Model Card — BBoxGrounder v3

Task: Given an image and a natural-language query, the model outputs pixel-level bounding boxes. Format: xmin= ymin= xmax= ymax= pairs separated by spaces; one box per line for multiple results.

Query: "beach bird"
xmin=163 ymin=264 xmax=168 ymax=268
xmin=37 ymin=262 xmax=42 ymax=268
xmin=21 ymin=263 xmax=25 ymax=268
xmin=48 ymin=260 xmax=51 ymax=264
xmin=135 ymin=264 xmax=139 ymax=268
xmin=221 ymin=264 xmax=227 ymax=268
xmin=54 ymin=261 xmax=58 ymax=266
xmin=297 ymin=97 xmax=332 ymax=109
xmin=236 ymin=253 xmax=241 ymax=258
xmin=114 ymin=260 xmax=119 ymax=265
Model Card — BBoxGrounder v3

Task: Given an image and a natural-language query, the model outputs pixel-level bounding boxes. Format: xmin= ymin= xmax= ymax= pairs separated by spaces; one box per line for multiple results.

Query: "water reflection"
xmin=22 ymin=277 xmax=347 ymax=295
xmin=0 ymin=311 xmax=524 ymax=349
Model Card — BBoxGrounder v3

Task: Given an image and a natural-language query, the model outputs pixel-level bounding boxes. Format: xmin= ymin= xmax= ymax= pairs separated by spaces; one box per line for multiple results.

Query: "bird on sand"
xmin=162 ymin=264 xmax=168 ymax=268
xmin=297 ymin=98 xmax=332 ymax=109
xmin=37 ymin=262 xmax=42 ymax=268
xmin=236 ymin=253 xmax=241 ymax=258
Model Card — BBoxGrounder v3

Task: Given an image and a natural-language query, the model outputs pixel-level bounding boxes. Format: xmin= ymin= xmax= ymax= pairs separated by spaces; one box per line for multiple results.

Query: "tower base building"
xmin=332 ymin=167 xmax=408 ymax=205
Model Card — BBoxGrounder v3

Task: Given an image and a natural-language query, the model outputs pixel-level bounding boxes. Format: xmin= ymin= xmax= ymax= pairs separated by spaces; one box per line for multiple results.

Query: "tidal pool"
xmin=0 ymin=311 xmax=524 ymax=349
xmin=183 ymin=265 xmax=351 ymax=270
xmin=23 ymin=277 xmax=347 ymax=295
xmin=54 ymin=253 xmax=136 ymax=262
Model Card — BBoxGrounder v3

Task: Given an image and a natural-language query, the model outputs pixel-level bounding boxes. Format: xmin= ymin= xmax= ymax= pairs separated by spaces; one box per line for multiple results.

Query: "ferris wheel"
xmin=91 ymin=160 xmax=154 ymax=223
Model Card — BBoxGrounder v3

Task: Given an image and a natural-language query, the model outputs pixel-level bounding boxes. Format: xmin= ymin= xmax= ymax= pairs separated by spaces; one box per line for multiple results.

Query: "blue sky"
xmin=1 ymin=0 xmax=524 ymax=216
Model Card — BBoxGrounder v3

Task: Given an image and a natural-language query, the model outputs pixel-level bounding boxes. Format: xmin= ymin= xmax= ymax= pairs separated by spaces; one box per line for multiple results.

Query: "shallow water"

◆ EXERCISE:
Each line of the listing is to be duplicated exactly as it appears.

◆ TASK RESULT:
Model Card — BBoxGrounder v3

Task: Given an image and a natural-language query, the model outputs pixel-level bounding boxes. Format: xmin= ymin= xmax= ymax= pairs separated by spaces; one box per line for multiple results.

Query: "beach bird"
xmin=163 ymin=264 xmax=168 ymax=268
xmin=37 ymin=262 xmax=42 ymax=268
xmin=21 ymin=263 xmax=25 ymax=268
xmin=48 ymin=260 xmax=51 ymax=264
xmin=135 ymin=264 xmax=139 ymax=268
xmin=221 ymin=264 xmax=227 ymax=268
xmin=54 ymin=261 xmax=58 ymax=266
xmin=297 ymin=97 xmax=332 ymax=109
xmin=236 ymin=253 xmax=241 ymax=258
xmin=114 ymin=260 xmax=119 ymax=265
Model Card — BBoxGrounder v3

Task: Given an image and a natural-language query, the model outputs pixel-level bounding boxes. Format: xmin= ymin= xmax= ymax= pairs separated by spaces; one box per line for multiple results.

Query: "water reflection"
xmin=22 ymin=277 xmax=347 ymax=295
xmin=0 ymin=311 xmax=524 ymax=349
Model Card — BBoxGrounder v3

Task: Given an image and a natural-language query, the model outputs pixel-level bounding boxes. Format: xmin= ymin= xmax= ymax= pairs separated by spaces; one box per line for multiple results.

Query: "bird on sand"
xmin=162 ymin=264 xmax=168 ymax=268
xmin=297 ymin=98 xmax=332 ymax=109
xmin=37 ymin=262 xmax=42 ymax=268
xmin=236 ymin=253 xmax=241 ymax=258
Model Card — BBoxGrounder v3

Task: Given an image and a natural-language query, the model outputs pixel-level bounding boxes. Format: xmin= ymin= xmax= ymax= pairs separated by spaces; one box per line for multiple results.

Query: "tower base building"
xmin=332 ymin=167 xmax=408 ymax=205
Model Card — BBoxGrounder v3

Task: Given an image and a natural-language query, the model outputs pixel-level bounding boxes. Format: xmin= ymin= xmax= ymax= pairs separated by spaces; one box per line for multiple results.

Query: "tidal pool"
xmin=0 ymin=311 xmax=524 ymax=349
xmin=183 ymin=265 xmax=351 ymax=270
xmin=23 ymin=277 xmax=347 ymax=295
xmin=54 ymin=253 xmax=136 ymax=262
Model Card — BBoxGrounder v3

Task: Given an image and a natural-language query, the model outputs pixel-level bounding boxes. Format: xmin= ymin= xmax= ymax= pairs separated by spaces; one box per line for multiple results.

Query: "ferris wheel"
xmin=91 ymin=160 xmax=154 ymax=223
Model Card — BBoxGrounder v3

Task: Given an image and a natural-language query, the model outputs pixel-level bounding boxes. Format: xmin= ymin= xmax= ymax= pairs separated by spaces; one box per line for multiple results.

Query: "blue sky"
xmin=1 ymin=0 xmax=524 ymax=216
Model Card — BBoxGrounder v3

Task: Given an image and a natural-language query, the model outputs pixel-level bounding boxes. Format: xmin= ymin= xmax= ymax= pairs separated by spaces; one box per line for multiple results.

Query: "shallow water"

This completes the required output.